**YANG PERLU DIKERJAKAN:**
Lanjutkan berita tentang seminar jurnalistik untuk pers mahasiswa di Kampus FISIP USU, mulai setelah kalimat terakhirnya.

**TEKS BACAAN:**
27.8 C
Medan
Saturday, May 11, 2024

Peringati HPN 2023, Monumen Pers Nasional Surakarta Gelar Seminar Jurnalistik Kepada Mahasiswa

MEDAN, SUMUTPOS.CO – Dalam rangka memperingati Hari Pers Nasional (HPN) yang jatuh pada 9 Februari 2023, Monumen Pers Nasional Surakarta bekerja sama dengan Dewan Pers, Persatuan Wartawan Indonesia Sumatera Utara (PWI Sumut) dan Universitas Sumatera Utara (USU) menggelar seminar bagi pers mahasiswa, dengan Tema, ‘Semangat Jurnalistik Pers Mahasiswa dan Intervensi Kampus’, di Kampus FISIP USU, Jalan Dr Mansyur Medan, Rabu (8/2/2023).

Hal ini bertujuan, agar mahasiswa yang nantinya ingin berkecimpung di dunia pers, dapat menjadi jurnalis yang bukan hanya pintar dari keahlian (skill) semata, tetapi juga beretika dan bermartabat.

Hadir dalam acara tersebut, Dirjen IKP Kemenkominfo Usman Kansong, Kepala Monumen Pers (Monpers) Surakarta Widodo Hastjaryo, Rektor USU Prof Dr Muryanto Amin, Wakil Ketua Dewan Pers Agung Dharmajaya, Ketua PWI Sumut Farianda Putra Sinik, Dekan FISIP USU Dr Hatta Ridho, Ketua Prodi Pascasarjana Ilmu Komunikasi FISIP USU Iskandar Zulkarnain, dan pers mahasiswa (Persma) dari USU, Unimed, UINSU serta kampus lainnya di Medan.

Dirjen IKP Kemenkominfo Usman Kansong menyoroti kasus yang pernah terjadi di Kampus USU. Di mana pada saat itu terjadi polemik antara Persma Suara USU dan pihak rektorat USU.

Persma Suara USU, lanjut Usman, yang memfasilitasi adalah pihak kampus, sementara di satu sisi tidak boleh mengintervensi. Di sini letak dilemanya. Sebab, ada cerpen di Suara USU yang secara simbolis mempromosikan komunitas Lesbian, Gay, Biseksual dan Transgender (LGBT), kemudian rektor aktif pada masa itu memberhentikan redaksinya. Lslu, redaksinya menggugah ke pengadilan. Saat itu di Jakarta juga membahas hal tersebut.

“Kita berharap hal ini tidak terjadi lagi, sebenarnya bisa dibicarakan karena kita adalah keluarga besar USU. Jangan sampai ke jalur hukum, hingga pecat memecat. Jika seperti itu memang merupakan intervensi,” ujarnya.

Menurutnya, hubungan antara kampus dan pers kampus seperti Pemerintah dengan pers Indonesia. Dalam hal ini, Pemerintah memfasilitasi kebebasan pers. UU Pers Nomor 40 Tahun 1999, mungkin adalah satu-satunya yang tidak punya turunan. Tidak punya peraturan Pemerintah, Presiden dan peraturan-peraturan lainnya, kecuali peraturan Dewan Pers.

Dijelaskannya, Dewan Pers adalah lembaga independen yang bertugas mengawasi, memastikan kebebasan pers dan menjaga kelangsungan hidup pers. Pemerintah memfasilitasi antara lain melalui regulasi.

**DAFTAR YANG DIBERIKAN:**
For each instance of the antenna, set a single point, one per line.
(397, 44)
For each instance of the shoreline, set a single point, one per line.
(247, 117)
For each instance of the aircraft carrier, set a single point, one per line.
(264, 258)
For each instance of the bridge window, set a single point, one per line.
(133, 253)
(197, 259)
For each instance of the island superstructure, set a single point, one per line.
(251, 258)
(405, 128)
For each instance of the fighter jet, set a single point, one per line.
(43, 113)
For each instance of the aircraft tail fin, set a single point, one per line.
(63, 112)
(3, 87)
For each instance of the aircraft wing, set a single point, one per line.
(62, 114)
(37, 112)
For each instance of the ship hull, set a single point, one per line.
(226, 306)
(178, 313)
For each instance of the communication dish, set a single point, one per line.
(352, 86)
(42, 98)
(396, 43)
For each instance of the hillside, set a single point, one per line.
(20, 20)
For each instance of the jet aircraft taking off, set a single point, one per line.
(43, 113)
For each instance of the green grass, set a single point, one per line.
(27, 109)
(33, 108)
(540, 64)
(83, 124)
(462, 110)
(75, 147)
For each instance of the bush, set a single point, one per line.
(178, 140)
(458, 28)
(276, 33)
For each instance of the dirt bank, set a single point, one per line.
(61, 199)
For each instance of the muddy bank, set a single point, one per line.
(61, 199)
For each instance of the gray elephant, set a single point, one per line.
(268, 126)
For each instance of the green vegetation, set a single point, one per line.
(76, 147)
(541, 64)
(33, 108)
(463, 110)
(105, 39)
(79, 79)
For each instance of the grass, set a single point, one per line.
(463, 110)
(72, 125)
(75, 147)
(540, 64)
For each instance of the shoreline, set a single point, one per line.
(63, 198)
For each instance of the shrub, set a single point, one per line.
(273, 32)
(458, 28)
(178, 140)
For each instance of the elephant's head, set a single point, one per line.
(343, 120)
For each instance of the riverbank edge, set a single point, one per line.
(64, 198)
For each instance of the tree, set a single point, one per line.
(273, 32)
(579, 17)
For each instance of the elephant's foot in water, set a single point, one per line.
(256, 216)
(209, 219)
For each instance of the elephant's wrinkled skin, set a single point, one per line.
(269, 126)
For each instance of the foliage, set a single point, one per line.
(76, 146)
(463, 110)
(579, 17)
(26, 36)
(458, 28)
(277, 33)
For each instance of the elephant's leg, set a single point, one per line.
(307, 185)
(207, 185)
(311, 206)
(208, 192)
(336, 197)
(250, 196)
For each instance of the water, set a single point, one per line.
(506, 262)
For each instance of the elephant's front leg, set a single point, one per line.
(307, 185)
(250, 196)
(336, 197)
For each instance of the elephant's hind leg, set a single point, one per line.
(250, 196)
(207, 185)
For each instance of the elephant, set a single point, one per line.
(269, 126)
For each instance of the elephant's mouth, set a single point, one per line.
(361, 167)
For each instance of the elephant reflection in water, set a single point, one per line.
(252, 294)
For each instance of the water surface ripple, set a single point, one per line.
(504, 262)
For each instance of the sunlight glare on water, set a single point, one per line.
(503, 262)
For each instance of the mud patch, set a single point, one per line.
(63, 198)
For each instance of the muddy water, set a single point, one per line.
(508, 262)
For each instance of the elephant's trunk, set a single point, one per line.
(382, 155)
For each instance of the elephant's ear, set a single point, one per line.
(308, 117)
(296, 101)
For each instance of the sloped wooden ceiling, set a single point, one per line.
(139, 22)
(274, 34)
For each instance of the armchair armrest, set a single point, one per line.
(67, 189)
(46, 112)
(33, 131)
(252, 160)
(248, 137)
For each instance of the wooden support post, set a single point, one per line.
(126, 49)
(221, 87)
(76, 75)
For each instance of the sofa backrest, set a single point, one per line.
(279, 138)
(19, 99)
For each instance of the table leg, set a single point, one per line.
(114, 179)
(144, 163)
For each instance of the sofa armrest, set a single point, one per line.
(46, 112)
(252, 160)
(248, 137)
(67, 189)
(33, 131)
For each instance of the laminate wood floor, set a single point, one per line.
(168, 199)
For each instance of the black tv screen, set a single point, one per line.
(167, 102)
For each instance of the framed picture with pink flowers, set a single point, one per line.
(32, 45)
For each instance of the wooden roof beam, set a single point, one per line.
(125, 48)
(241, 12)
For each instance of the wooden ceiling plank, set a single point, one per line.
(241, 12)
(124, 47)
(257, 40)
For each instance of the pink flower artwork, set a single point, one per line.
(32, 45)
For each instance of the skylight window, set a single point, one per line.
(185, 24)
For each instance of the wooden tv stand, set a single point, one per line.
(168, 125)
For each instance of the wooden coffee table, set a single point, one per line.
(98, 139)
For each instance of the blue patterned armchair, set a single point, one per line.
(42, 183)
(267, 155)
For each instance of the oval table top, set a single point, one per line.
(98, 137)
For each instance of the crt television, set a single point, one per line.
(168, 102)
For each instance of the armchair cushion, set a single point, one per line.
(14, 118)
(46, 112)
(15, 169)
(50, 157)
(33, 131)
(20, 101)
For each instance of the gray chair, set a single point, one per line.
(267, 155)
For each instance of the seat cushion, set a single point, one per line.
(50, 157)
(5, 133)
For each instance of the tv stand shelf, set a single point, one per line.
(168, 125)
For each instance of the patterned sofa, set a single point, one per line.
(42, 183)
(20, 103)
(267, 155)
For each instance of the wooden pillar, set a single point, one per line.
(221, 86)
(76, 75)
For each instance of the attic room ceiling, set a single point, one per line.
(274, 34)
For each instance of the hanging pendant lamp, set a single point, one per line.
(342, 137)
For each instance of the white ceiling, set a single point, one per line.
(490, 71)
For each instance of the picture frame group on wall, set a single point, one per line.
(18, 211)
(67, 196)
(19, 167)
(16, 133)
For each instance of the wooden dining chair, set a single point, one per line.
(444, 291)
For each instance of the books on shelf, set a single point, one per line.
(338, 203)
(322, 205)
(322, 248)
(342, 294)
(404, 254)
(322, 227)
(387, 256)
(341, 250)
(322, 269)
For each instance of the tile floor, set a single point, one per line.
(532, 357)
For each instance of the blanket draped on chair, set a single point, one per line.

**JAWABAN LATIHAN INI:**
“Kita sedang merancang regulasi Perpres, bekerja sama platform digital dan media untuk mendukung jurnalis berkualitas. Dan naskahnya sudah dikirim ke Presiden RI, Joko Widodo (Jokowi) dan Mensesneg. Mudah-mudahan dalam waktu dekat disetujui. Seharusnya hubungannya seperti itu, pers yang dinamis. Karena itu kita memberikan pemahaman kepada mahasiswa, bahwa Persma adalah menjadi wadah untuk belajar menjadi pers, mengenal pers dan juga sebagai ajang belajar menulis. “Sehingga nantinya dapat menjadi pers yang profesional,” harapnya.

Usman pun tak lupa mengenalkan Monumen Pers Nasional Surakarta. Dia mengajak mahasiswa di Kota Medan agar menyempatkan waktunya berkunjung kesana, yang juga tempat lahirnya PWI dan bapak penyiaran, yang namanya Radio Kambing.

“Gedungnya heritage, benar-benar bersejarah. Selain itu, di sana juga menyimpan koran-koran tua. Bahkan yang terbit di tahun 1800 an. Yang banyak kesana justru mahasiswa sejarah, karena itu saya berharap juga Persma dari Sumut dapat berkunjung kesana,” harapnya.

Di akhir sambutannya, Usman pun mengutip pernyataan Pramoedya Ananta Toer. “Orang boleh pandai setinggi langit, tapi selama ia tidak menulis, ia akan hilang dalam masyarakat dan dari sejarah. Menulis adalah bekerja untuk keabadian,” tandasnya.

Sementara itu, Kepala Monumen Pers Nasional Surakarta, Widodo Hastjaryo mengatakan, di Monumen Pers Nasional Surakarta terdapat koran tertua, yakni terbitan tahun 1820 dalam Bahasa Belanda, selain itu juga ada koleksi koran dari masing-masing penerbit yang mengirimkan ke Monumen Pers, salah satunya Harian Pikiran Rakyat Bandung.

“Jadi potret perjalanan bangsa Indonesia dari zaman dulu hingga saat ini ada tersimpan di Monumen Pers. Kita juga meminta setiap media di Indonesia untuk mengirimkan korannya dan kita ganti ongkos kirimnya. Tetapi kita sayangkan, hingga saat ini belum ada dari Sumut yang mengirimkan korannya ke Monumen Pers Nasional,” ungkapnya.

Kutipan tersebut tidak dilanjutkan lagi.